Dataset rows showing where objects appear
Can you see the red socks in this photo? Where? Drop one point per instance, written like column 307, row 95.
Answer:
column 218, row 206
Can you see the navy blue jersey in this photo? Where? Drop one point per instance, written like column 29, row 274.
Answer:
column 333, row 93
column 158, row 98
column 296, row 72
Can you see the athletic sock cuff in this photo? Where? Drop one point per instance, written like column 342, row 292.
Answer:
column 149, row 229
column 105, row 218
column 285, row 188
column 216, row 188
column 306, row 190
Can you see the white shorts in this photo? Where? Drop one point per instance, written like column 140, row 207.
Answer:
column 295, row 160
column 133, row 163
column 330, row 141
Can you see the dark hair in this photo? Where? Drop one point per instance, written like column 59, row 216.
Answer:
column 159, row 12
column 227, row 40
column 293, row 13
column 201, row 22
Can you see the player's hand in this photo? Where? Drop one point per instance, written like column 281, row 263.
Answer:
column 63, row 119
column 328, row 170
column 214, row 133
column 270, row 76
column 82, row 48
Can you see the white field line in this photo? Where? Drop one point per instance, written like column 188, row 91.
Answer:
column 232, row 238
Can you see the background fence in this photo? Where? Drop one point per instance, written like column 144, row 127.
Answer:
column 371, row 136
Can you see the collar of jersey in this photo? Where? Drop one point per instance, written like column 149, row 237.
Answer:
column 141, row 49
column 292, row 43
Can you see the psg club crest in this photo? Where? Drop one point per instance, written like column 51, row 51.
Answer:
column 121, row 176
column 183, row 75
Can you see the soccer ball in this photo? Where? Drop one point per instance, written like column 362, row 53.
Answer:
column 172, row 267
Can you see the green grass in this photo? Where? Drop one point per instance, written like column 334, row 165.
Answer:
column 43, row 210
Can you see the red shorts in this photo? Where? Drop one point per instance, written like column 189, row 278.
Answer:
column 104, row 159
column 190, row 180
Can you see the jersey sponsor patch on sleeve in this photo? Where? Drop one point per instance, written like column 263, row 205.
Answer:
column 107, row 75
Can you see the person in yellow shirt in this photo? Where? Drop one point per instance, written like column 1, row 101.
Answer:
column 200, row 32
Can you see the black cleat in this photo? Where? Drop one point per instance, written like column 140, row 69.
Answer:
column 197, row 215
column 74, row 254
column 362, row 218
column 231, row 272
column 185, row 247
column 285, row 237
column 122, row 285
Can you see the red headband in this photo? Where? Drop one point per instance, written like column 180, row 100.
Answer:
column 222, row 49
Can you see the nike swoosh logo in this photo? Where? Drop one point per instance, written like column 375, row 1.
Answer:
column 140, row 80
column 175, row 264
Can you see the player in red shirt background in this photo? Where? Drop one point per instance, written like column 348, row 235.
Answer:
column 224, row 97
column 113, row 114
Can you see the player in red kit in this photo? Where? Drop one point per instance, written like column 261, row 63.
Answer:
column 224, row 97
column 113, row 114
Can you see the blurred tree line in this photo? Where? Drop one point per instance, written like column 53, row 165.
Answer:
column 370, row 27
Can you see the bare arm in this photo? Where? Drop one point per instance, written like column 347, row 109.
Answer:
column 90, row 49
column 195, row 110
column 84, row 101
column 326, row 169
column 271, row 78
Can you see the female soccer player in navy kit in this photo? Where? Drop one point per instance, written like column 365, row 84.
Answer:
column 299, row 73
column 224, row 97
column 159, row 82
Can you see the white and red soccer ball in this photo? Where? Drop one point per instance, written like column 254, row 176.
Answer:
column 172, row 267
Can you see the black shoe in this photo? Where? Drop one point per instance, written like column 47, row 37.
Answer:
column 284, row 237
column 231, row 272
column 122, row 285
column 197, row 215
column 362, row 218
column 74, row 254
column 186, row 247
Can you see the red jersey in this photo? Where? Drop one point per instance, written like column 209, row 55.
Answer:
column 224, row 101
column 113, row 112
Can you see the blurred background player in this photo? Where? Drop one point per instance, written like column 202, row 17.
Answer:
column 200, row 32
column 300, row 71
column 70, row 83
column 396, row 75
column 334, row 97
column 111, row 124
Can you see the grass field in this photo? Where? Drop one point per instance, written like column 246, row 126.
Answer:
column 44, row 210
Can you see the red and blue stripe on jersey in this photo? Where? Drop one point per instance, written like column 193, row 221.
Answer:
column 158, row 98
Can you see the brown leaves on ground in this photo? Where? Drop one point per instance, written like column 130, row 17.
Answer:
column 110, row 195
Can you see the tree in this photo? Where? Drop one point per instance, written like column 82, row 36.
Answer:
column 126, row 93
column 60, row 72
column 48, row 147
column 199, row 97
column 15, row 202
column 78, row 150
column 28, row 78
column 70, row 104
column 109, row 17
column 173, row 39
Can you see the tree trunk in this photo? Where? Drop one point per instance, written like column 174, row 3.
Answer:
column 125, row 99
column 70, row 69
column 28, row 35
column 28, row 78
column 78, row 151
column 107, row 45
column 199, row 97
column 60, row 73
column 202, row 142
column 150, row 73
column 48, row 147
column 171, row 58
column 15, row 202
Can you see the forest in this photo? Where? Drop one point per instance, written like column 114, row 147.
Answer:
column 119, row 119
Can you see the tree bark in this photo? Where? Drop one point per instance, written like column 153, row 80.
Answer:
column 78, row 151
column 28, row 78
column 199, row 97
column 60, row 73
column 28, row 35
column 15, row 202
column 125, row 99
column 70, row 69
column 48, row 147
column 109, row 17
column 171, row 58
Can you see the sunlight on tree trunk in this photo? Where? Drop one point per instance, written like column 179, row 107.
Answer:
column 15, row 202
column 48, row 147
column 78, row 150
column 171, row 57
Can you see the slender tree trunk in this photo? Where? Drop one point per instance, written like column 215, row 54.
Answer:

EXERCISE:
Copy all of the material above line by line, word for word, without changing anything.

EXERCISE ANSWER:
Can you see the red socks in this photo? Where? Drop one point per instance, written like column 307, row 95.
Answer:
column 218, row 206
Can you see the navy blue jersey in this photo? Where? Drop one point per instance, written like column 29, row 274.
Answer:
column 333, row 93
column 158, row 98
column 296, row 72
Can you see the athletic sock cuff in this photo? Where? Drop one point per instance, written like column 342, row 292.
Answer:
column 149, row 229
column 105, row 218
column 285, row 188
column 216, row 188
column 306, row 190
Can you see the white shorts in this photo? Where? Drop one point per instance, written like column 140, row 207.
Answer:
column 295, row 160
column 133, row 163
column 330, row 141
Can you see the dark hair in this photo? Where? Drop one point per instance, written like column 59, row 216.
Answer:
column 159, row 12
column 227, row 40
column 293, row 13
column 201, row 22
Can you see the player's hand in this photo? Where? Drop one point per instance, written like column 281, row 263.
Answer:
column 63, row 119
column 328, row 170
column 214, row 133
column 270, row 76
column 82, row 48
Can you see the white field line in this photo? Where? Drop one point per instance, written like column 188, row 91.
Answer:
column 232, row 238
Can you see the background fence in this photo? Where? Drop one point per instance, written like column 144, row 127.
Answer:
column 371, row 136
Can you see the collar of jersey in this photo? Where? Drop one point per instance, written like column 149, row 237.
Answer:
column 141, row 49
column 292, row 43
Can you see the psg club crest in this photo? Where? Drop one point per instance, written like column 51, row 51.
Answer:
column 121, row 176
column 183, row 75
Can you see the soccer ball in this photo? Where? Drop one point per instance, written like column 362, row 53.
Answer:
column 172, row 267
Can you see the green grass in this photo? Where? Drop one point per instance, written like column 334, row 165.
Answer:
column 43, row 210
Can you see the red shorts in this photo? Where? Drop one point per instance, written like column 189, row 278.
Answer:
column 104, row 159
column 190, row 180
Can you see the jersey sponsor patch on sleeve in this photo? Where? Drop one point per instance, written like column 263, row 205.
Answer:
column 107, row 75
Can you see the person in yellow shirt in this photo? Where? Drop one point per instance, written like column 1, row 101.
Answer:
column 200, row 32
Can you see the black cleat in this photo? Where? Drop one point per instance, written like column 140, row 69.
Answer:
column 197, row 215
column 74, row 254
column 362, row 218
column 231, row 272
column 185, row 247
column 285, row 237
column 122, row 285
Can you see the red headband in this photo? Where? Drop one point per instance, written like column 180, row 100.
Answer:
column 222, row 49
Can you see the nike swoosh logo in this photo? Where? Drop one point per instance, written like column 375, row 1.
Answer:
column 140, row 80
column 175, row 264
Can you see the player in red shirt background in this photo? Where? Drop one point per instance, written like column 348, row 235.
Answer:
column 224, row 97
column 113, row 114
Can you see the player in red kit in this photo? Where? Drop one point per instance, written like column 261, row 63.
Answer:
column 224, row 97
column 113, row 114
Can you see the blurred tree line in this photo? Where? Drop one point per instance, written like column 53, row 165.
Answer:
column 370, row 27
Can you see the bare arm in this photo? Where? Drop one point per instance, written like column 347, row 109.
Answer:
column 90, row 49
column 195, row 110
column 84, row 101
column 326, row 169
column 271, row 78
Can you see the female soccer player in navy kit in this photo? Where? Drop one point per instance, written like column 365, row 84.
Answer:
column 299, row 73
column 224, row 97
column 159, row 82
Can you see the white and red soccer ball in this photo? Where? Drop one point per instance, written like column 254, row 176.
Answer:
column 172, row 267
Can you see the black shoe in this photo? Where? Drop one point per instance, written like column 47, row 37.
Answer:
column 284, row 237
column 231, row 272
column 122, row 285
column 197, row 215
column 362, row 218
column 74, row 254
column 186, row 247
Can you see the red jersey in this photo? Where? Drop one point per instance, written like column 209, row 55.
Answer:
column 224, row 101
column 113, row 112
Can you see the blurred background player in this photo? Where? Drop one point per instance, written like column 202, row 17.
Answer:
column 200, row 32
column 300, row 71
column 70, row 83
column 396, row 75
column 334, row 97
column 111, row 124
Can you see the grass field in this photo? Where? Drop one point per instance, written like column 246, row 126.
Answer:
column 44, row 210
Can you see the red and blue stripe on jersey in this photo? Where? Drop one point per instance, written like column 193, row 221.
Answer:
column 158, row 98
Can you see the brown leaves on ground in this photo? Where? Drop one point per instance, written like column 130, row 17.
Answer:
column 110, row 195
Can you see the tree in this photo? Where? Drop one point per instance, written like column 82, row 36.
Answer:
column 126, row 93
column 60, row 72
column 48, row 147
column 199, row 97
column 15, row 202
column 78, row 150
column 28, row 78
column 70, row 104
column 109, row 17
column 173, row 39
Can you see the tree trunk in this photo? Where? Drop one point per instance, written like column 174, row 3.
Answer:
column 125, row 99
column 70, row 69
column 28, row 35
column 28, row 78
column 78, row 151
column 107, row 45
column 199, row 97
column 60, row 73
column 202, row 142
column 150, row 73
column 48, row 147
column 171, row 58
column 15, row 202
Can you see the forest in this photo? Where? Drop one point per instance, written like column 114, row 147.
Answer:
column 119, row 119
Can you see the tree bark in this photo? Where? Drop one point per instance, written like column 153, row 80.
Answer:
column 78, row 151
column 28, row 78
column 199, row 97
column 60, row 73
column 28, row 35
column 15, row 202
column 125, row 99
column 70, row 69
column 48, row 147
column 109, row 17
column 171, row 58
Can you see the sunlight on tree trunk in this photo? Where? Drop one point per instance, written like column 179, row 107.
Answer:
column 15, row 202
column 48, row 147
column 78, row 150
column 171, row 57
Can you see the slender tree trunk in this photo? Where? Drop one point per instance, written like column 215, row 54.
Answer:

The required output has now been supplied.